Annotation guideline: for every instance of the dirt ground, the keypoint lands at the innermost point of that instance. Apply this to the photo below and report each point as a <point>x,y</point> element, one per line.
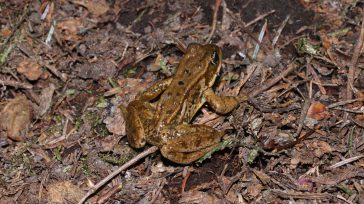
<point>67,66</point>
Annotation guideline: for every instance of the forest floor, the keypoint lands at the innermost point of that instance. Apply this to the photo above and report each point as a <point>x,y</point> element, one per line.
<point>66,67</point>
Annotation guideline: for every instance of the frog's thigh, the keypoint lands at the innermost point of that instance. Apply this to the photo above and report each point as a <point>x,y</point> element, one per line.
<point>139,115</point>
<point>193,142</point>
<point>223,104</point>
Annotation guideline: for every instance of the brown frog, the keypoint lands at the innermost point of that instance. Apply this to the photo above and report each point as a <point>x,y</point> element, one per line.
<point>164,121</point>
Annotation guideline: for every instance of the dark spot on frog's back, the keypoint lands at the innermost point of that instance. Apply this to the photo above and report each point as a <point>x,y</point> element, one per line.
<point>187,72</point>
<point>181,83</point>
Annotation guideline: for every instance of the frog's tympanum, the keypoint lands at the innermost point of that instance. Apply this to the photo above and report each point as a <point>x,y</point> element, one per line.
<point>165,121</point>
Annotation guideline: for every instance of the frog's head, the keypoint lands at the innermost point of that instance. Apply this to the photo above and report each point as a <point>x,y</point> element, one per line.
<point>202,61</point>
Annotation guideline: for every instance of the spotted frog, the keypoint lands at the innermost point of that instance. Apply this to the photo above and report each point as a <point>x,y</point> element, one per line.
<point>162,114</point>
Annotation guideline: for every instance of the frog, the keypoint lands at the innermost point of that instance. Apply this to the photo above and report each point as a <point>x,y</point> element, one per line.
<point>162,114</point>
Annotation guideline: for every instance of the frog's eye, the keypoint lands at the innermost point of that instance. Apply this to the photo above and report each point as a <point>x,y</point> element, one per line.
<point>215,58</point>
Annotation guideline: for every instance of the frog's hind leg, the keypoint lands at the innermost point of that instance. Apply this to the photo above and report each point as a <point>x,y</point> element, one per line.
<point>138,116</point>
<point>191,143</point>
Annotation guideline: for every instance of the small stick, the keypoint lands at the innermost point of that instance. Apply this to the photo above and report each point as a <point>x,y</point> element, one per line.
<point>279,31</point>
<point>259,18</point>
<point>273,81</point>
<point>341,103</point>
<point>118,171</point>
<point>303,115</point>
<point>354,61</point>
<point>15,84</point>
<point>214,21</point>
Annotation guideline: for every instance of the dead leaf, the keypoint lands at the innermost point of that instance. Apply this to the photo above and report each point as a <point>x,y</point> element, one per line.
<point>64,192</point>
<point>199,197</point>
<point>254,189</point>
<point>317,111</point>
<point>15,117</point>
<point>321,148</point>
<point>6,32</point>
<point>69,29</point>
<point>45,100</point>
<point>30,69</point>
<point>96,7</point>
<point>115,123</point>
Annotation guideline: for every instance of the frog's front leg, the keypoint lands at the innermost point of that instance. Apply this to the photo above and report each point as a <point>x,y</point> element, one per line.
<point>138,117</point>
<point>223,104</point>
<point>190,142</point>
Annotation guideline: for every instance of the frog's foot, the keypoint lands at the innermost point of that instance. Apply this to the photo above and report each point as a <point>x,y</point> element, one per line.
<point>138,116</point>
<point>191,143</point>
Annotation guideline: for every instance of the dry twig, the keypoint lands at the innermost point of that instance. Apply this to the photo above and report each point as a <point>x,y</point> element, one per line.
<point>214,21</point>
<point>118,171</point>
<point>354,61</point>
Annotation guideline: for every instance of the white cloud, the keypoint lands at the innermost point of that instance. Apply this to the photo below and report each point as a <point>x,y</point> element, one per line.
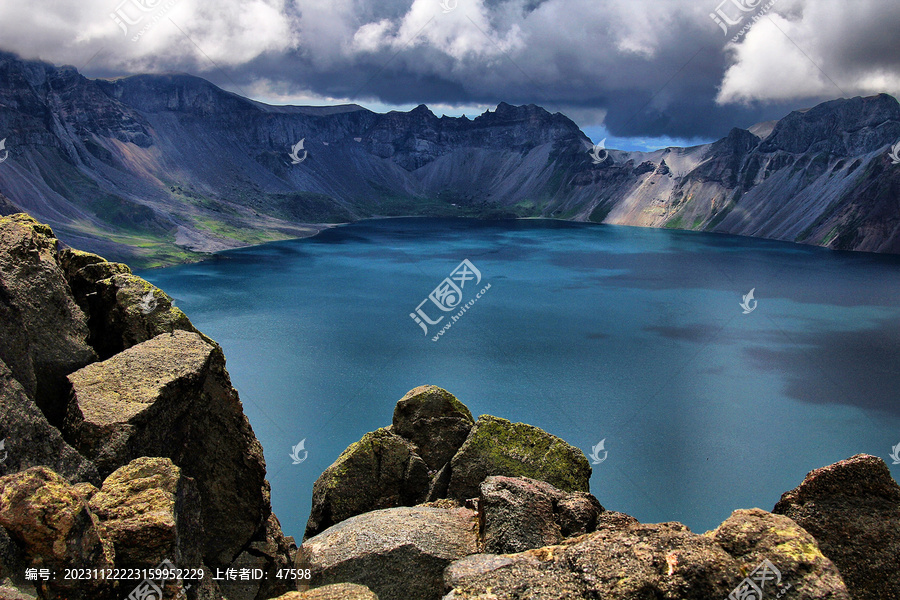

* * *

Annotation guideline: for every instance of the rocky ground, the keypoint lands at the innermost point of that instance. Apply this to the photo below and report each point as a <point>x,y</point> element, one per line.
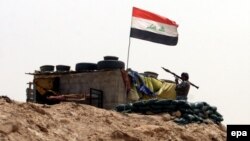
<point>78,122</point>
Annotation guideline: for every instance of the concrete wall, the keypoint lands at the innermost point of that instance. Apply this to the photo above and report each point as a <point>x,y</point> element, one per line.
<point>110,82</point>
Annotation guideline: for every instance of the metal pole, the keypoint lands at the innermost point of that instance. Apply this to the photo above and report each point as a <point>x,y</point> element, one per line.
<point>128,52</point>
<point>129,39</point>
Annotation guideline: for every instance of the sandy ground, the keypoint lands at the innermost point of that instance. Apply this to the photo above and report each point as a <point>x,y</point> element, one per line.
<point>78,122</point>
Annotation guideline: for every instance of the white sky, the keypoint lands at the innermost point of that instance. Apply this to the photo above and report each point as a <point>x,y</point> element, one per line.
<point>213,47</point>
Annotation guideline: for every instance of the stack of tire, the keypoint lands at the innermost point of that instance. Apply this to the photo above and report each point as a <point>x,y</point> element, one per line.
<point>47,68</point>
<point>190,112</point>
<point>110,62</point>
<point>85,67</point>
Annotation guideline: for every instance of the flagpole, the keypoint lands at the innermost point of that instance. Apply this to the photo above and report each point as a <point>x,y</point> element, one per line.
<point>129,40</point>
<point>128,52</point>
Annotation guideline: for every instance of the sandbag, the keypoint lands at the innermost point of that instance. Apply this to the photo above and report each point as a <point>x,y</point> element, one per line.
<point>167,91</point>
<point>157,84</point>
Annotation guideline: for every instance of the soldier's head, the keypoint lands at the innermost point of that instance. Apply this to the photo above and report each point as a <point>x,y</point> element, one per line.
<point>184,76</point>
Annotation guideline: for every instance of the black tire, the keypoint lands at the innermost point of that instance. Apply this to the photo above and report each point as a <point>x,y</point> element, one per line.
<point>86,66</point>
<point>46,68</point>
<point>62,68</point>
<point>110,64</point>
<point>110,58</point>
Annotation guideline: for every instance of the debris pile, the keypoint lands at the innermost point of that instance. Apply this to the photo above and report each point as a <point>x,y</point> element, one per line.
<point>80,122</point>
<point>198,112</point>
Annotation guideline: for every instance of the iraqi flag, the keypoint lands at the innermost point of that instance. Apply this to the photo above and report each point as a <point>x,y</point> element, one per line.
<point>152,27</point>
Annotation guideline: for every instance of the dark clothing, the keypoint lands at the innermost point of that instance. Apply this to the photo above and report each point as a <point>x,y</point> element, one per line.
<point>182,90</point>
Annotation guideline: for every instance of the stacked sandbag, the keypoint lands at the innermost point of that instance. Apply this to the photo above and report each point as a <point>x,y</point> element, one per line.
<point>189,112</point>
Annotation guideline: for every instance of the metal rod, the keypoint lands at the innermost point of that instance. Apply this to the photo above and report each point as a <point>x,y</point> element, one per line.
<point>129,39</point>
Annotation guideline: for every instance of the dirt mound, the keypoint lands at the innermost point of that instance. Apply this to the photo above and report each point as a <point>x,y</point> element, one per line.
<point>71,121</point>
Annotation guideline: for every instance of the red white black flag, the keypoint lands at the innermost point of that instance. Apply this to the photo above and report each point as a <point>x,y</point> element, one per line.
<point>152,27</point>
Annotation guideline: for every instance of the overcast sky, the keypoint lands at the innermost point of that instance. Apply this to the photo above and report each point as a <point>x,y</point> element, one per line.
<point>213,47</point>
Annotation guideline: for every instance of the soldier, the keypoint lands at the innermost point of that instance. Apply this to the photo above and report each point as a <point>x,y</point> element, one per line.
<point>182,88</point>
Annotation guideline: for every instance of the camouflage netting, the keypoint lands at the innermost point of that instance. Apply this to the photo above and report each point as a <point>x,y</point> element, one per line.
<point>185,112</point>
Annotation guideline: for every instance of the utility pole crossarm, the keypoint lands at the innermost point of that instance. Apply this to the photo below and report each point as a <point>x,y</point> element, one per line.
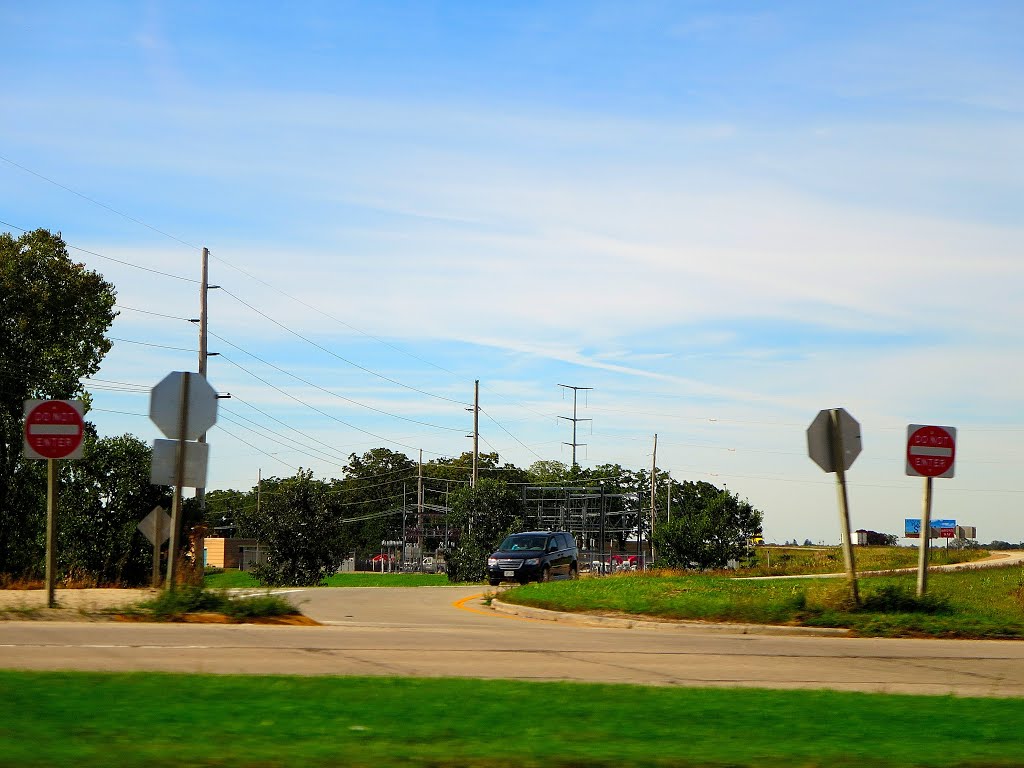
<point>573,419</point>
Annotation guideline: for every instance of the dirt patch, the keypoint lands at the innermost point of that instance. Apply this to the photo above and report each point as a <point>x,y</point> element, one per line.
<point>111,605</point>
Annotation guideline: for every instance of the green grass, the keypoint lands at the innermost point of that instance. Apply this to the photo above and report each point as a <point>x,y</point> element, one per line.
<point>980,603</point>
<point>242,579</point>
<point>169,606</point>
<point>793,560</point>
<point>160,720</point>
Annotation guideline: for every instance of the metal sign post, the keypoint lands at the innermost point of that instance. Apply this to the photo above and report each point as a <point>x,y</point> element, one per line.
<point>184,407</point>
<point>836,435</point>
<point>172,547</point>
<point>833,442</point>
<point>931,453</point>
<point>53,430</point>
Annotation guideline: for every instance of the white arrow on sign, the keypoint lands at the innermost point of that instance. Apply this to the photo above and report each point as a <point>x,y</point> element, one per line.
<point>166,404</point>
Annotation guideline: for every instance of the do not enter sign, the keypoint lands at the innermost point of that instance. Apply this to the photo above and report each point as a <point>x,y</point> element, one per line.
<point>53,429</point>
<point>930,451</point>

* * *

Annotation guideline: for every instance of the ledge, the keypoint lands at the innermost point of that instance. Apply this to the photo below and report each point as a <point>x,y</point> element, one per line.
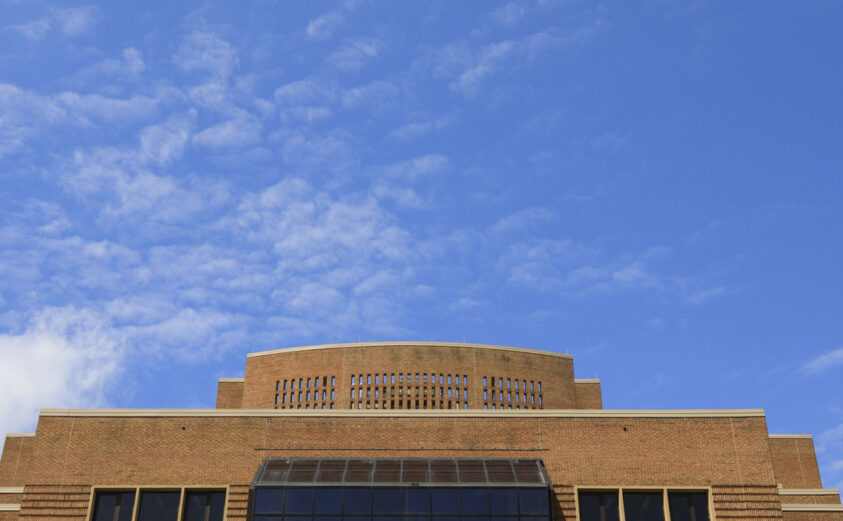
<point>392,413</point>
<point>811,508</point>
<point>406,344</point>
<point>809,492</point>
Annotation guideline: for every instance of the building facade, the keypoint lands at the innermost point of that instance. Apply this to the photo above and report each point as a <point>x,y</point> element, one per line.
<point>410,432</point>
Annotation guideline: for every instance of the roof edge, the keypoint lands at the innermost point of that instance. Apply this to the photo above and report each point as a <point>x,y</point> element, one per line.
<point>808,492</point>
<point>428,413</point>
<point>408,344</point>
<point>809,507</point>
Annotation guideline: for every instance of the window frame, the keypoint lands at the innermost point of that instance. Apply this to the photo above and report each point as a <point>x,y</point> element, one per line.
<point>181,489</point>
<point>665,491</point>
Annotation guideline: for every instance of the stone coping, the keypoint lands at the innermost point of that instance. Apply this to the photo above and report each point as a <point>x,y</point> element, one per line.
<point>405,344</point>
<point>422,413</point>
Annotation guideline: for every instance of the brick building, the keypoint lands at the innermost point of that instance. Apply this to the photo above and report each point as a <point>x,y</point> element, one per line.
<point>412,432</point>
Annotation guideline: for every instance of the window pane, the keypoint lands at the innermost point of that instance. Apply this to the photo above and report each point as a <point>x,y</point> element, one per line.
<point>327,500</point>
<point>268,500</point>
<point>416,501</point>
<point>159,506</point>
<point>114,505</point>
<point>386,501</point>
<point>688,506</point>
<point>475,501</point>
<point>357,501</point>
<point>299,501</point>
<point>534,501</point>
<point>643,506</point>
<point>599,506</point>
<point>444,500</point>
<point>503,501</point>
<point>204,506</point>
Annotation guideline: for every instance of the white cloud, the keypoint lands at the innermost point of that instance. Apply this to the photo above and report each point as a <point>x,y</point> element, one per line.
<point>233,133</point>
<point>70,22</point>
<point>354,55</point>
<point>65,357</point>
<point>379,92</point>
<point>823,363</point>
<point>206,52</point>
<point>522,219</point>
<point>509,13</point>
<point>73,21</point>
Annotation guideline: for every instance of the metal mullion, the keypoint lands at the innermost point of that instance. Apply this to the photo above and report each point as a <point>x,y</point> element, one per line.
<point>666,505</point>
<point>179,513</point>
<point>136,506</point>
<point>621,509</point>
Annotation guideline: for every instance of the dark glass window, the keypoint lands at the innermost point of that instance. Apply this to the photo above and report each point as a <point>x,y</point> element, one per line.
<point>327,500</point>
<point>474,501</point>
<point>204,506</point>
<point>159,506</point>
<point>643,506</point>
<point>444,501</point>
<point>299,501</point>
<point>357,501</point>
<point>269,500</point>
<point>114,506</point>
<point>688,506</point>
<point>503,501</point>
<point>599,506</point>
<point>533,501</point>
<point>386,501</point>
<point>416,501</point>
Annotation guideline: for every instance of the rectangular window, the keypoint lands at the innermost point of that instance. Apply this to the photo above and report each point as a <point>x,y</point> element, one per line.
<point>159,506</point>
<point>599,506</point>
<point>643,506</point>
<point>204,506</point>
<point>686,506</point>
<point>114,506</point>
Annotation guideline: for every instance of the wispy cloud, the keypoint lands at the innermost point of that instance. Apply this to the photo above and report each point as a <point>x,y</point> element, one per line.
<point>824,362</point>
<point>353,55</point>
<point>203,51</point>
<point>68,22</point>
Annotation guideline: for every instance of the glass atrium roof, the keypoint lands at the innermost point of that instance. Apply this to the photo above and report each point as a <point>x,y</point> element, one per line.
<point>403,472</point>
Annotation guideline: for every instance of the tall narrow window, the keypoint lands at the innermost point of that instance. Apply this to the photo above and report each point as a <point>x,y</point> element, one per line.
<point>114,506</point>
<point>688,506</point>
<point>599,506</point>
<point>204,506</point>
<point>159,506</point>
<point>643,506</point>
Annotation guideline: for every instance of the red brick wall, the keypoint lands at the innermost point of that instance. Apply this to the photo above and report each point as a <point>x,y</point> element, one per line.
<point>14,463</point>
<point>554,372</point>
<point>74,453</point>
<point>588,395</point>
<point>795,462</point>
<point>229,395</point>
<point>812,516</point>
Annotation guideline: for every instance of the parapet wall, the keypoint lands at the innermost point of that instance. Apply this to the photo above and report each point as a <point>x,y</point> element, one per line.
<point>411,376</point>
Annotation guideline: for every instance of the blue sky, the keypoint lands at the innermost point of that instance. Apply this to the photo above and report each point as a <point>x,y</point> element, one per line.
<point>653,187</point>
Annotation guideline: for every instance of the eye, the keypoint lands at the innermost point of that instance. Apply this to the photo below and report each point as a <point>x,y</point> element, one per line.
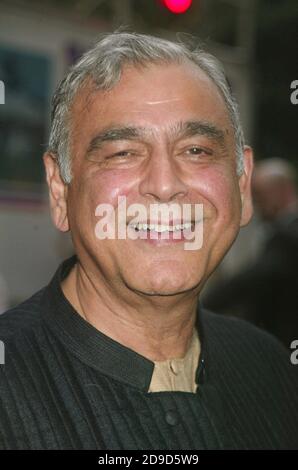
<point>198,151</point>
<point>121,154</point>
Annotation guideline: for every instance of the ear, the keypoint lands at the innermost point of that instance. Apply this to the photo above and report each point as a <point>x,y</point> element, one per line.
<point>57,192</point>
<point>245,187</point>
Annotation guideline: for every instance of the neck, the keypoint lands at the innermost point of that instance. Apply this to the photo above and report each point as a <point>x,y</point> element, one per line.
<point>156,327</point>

EXERCISE INSTRUCTIONS:
Duplicate the records between the lines containing "Annotation guideline: for every instance of the frog, the" and "<point>190,142</point>", inclusive.

ANSWER TO THIS PROBLEM:
Annotation guideline: for every instance of the frog, the keypoint lands at the innermost point of that instance. Apply this to the photo above and report each point as a <point>x,y</point> element, one per line.
<point>162,114</point>
Annotation guideline: for every instance of the frog's eye, the keypoint lands at the innermost point of that instance. Apply this to the photo above and report each point as a <point>x,y</point> element, one per line.
<point>215,58</point>
Annotation guideline: for every instance of the frog's hind leg, the keypoint lands at the innermost point of that instance. Apply this to the photo above and report each point as a <point>x,y</point> element, one per line.
<point>138,116</point>
<point>191,143</point>
Annotation guideline: for every instance of the small stick, the keypoint lands at the innermost point of that instance. Apply this to the photo above and report each point as a <point>x,y</point> element, one per line.
<point>279,31</point>
<point>259,18</point>
<point>273,81</point>
<point>341,103</point>
<point>118,171</point>
<point>303,115</point>
<point>354,61</point>
<point>15,84</point>
<point>214,21</point>
Annotation guideline: for every instance of the dead leaf, the keypoint lands at the innermost point of that instance. Apply this to the photo above and report each point as a <point>x,y</point> element, one per line.
<point>64,192</point>
<point>199,197</point>
<point>254,189</point>
<point>317,111</point>
<point>15,117</point>
<point>321,148</point>
<point>6,32</point>
<point>69,29</point>
<point>45,100</point>
<point>30,69</point>
<point>96,7</point>
<point>115,123</point>
Annotation guideline: for every instance of the frog's front leg, the keypoint lands at the innermost point of that instance. Apply this to the photo above and report each point as a <point>x,y</point> element, one per line.
<point>138,117</point>
<point>223,104</point>
<point>190,142</point>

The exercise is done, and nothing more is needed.